CHALLENGE =>
Output all of the records as a two-column CSV with the header row text,answer. Give one row per record, with its wording in the text column and its answer in the answer column. Enclose each field in double quotes and replace every line break with a space.

[Stored entries]
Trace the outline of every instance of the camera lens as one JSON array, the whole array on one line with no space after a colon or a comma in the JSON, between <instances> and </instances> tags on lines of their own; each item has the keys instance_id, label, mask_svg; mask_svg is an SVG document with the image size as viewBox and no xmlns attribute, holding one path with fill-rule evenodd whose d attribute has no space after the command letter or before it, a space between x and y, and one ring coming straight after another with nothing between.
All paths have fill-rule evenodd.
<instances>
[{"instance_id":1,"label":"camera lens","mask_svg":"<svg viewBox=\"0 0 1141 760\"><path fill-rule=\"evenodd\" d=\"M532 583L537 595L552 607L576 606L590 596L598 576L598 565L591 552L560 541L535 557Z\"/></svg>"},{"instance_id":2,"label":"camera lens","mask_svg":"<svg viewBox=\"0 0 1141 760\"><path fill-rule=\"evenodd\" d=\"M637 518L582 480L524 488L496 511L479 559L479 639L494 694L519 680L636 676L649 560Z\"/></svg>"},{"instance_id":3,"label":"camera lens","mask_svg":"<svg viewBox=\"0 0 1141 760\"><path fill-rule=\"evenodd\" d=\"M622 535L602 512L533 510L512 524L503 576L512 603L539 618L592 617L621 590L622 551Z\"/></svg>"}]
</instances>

EXERCISE RESPONSE =>
text,answer
"Trace the outline of every instance of the camera lens as one JSON array, the whole array on one line with no space after a colon or a comma in the JSON, between <instances> and </instances> tags on lines of their own; each item has the keys instance_id, label, mask_svg; mask_svg is an SVG document with the image size as viewBox and no xmlns attribute, holding one path with fill-rule evenodd whose d attribute has no space after the command letter or before it, a space between x and y, and one ring coming straight after another with nothing between. All paths have fill-rule evenodd.","<instances> [{""instance_id"":1,""label"":""camera lens"",""mask_svg"":""<svg viewBox=\""0 0 1141 760\""><path fill-rule=\""evenodd\"" d=\""M532 583L537 595L552 607L576 606L590 596L598 576L598 565L591 552L560 541L535 557Z\""/></svg>""},{""instance_id"":2,""label"":""camera lens"",""mask_svg"":""<svg viewBox=\""0 0 1141 760\""><path fill-rule=\""evenodd\"" d=\""M637 518L582 480L524 488L496 511L479 559L479 639L494 694L519 680L636 676L649 560Z\""/></svg>""},{""instance_id"":3,""label"":""camera lens"",""mask_svg"":""<svg viewBox=\""0 0 1141 760\""><path fill-rule=\""evenodd\"" d=\""M622 535L602 512L533 510L512 524L503 576L512 603L539 618L592 617L621 590L622 551Z\""/></svg>""}] </instances>"